**SOURCE TEXT**.

(RxWiki News) Prostate cancer does not always have to be treated. If it's slow growing, active surveillance may be the best course. For older men who have other conditions, prostate cancer probably ought to be left alone.
Men who are older and have a short life expectancy may do well to refuse treatment for less aggressive prostate cancers.
The disease is not likely to cause additional problems, while treatment could severely impact quality of life.
"You can choose to not have your prostate cancer treated."
Researchers at Yale University have come to this conclusion after analyzing nine years of Medicare data.
"Treatment can do more harm than good in some instances," said senior author on the study Cary Gross, M.D., associate professor of internal medicine at Yale School of Medicine.
"Among men who are older and have less aggressive forms of prostate cancer, their cancer is unlikely to progress or cause them harm in their remaining years."
Dr. Gross and colleagues found in their research of 39,270 men aged 67 and older that curative prostate cancer treatment has been increasing over the past decade.
Researchers found that treatment for men in this age group increased from 61.2 to 67.6 percent between 1998 and 2007. Dr. Gross, who is a member of the Yale Cancer Center, found the largest increases among men with moderate-risk disease who had the shortest life expectancy.
During this same period, prostate cancer treatment decreased among men with longer life expectancies and low-risk disease.
Dr. Gross notes that not treating prostate cancer that could be fatal would demonstrate poor quality care. However, aggressively managing disease that's not likely to get worse exposes patients to complications such as impotence and incontinence and serves only to increase medical costs.
Active surveillance is what the National Comprehensive Cancer Network practice guidelines in oncology recommend for men who fall into this category.
"Future work should explore how better to incorporate both cancer characteristics and patient life expectancy into decision making," Dr. Gross said.
A report on this study was published in the February 27, 2012 issue of Archives of Internal Medicine.
This research was funded by the National Cancer Institute and the James G. Hirsch Medical Student Research Fellowship.

**SOURCE DATA**.

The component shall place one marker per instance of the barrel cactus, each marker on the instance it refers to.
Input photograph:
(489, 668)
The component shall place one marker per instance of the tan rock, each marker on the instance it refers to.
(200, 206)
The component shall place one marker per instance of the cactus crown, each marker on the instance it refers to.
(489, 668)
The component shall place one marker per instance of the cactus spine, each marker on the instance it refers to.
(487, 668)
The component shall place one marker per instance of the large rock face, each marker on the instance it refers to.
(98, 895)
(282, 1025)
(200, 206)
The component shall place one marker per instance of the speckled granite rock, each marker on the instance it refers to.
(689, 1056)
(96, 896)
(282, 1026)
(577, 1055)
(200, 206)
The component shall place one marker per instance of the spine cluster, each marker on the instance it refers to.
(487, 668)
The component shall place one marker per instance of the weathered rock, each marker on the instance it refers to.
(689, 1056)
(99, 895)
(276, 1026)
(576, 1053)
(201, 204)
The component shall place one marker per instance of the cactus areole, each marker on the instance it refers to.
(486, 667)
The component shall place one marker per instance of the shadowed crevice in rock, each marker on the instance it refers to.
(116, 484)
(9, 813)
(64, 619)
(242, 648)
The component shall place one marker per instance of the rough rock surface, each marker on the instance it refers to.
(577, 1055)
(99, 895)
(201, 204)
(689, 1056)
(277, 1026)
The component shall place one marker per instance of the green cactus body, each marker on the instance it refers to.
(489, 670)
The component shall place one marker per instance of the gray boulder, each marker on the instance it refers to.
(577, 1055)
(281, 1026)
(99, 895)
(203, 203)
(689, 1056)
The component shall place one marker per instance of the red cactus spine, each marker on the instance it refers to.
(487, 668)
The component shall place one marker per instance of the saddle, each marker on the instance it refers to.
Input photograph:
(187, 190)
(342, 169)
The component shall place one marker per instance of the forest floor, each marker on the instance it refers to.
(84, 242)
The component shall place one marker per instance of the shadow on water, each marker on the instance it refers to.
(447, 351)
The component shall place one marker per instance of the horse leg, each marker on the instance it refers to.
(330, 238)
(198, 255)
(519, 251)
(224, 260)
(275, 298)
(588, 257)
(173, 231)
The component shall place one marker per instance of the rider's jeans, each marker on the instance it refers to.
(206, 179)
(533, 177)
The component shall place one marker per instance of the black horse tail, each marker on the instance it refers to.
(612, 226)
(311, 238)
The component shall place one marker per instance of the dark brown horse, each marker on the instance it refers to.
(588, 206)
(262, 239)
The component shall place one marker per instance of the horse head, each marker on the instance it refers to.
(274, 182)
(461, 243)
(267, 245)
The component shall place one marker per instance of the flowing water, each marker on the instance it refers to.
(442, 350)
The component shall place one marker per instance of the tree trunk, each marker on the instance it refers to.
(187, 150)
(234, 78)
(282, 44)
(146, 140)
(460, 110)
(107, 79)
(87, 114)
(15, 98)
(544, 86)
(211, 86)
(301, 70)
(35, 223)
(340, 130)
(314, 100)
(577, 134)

**WHAT THIS TASK INVOLVES**. Reproduce, word for word, the stretch of the prostate cancer article above from "Researchers found that" through "into this category.".

**ANSWER BELOW**.
Researchers found that treatment for men in this age group increased from 61.2 to 67.6 percent between 1998 and 2007. Dr. Gross, who is a member of the Yale Cancer Center, found the largest increases among men with moderate-risk disease who had the shortest life expectancy.
During this same period, prostate cancer treatment decreased among men with longer life expectancies and low-risk disease.
Dr. Gross notes that not treating prostate cancer that could be fatal would demonstrate poor quality care. However, aggressively managing disease that's not likely to get worse exposes patients to complications such as impotence and incontinence and serves only to increase medical costs.
Active surveillance is what the National Comprehensive Cancer Network practice guidelines in oncology recommend for men who fall into this category.